_Task instructions_
Select every line in the entries that holds the word "dark" and copy those lines out.

_Input material_
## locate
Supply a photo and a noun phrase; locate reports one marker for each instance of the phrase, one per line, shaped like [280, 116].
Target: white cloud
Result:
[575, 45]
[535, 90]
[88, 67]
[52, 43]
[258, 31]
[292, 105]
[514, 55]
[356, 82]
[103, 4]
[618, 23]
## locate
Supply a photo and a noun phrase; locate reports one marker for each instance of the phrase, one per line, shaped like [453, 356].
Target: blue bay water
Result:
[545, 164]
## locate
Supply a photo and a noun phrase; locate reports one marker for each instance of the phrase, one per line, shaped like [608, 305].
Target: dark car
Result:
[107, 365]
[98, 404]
---
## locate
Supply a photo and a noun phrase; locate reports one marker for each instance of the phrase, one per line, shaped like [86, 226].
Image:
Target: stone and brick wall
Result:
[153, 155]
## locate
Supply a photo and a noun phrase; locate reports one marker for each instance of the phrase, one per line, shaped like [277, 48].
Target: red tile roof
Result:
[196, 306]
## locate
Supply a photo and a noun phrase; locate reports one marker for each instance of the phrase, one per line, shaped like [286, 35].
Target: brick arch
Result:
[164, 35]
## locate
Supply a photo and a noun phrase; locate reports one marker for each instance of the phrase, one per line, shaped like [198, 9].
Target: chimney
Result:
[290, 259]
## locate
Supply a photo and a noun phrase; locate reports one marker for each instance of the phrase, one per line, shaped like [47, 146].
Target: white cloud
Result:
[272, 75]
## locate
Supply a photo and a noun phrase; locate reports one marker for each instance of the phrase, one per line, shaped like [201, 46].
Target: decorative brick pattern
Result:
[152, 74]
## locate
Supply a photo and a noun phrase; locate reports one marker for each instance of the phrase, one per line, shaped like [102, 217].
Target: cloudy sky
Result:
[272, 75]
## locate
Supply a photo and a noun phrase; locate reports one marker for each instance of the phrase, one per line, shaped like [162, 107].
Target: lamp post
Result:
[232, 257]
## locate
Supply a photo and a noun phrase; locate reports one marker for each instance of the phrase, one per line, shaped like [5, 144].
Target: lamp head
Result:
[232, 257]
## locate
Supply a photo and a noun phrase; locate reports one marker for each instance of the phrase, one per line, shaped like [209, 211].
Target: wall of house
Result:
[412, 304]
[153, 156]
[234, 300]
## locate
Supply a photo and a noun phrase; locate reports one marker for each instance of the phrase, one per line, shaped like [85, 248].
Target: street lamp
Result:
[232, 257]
==
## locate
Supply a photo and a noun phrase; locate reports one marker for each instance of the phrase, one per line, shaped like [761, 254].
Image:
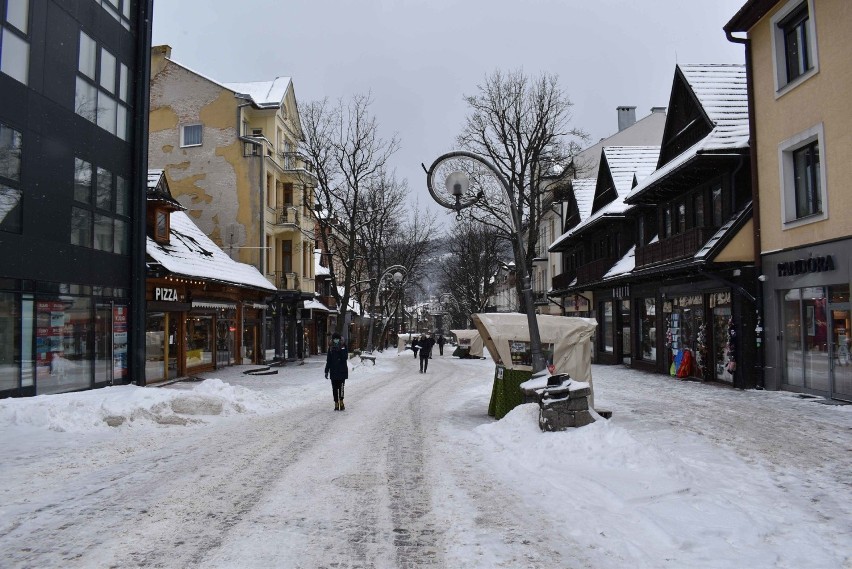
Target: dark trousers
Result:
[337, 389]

_Task output_
Target: dark car
Target: dark trousers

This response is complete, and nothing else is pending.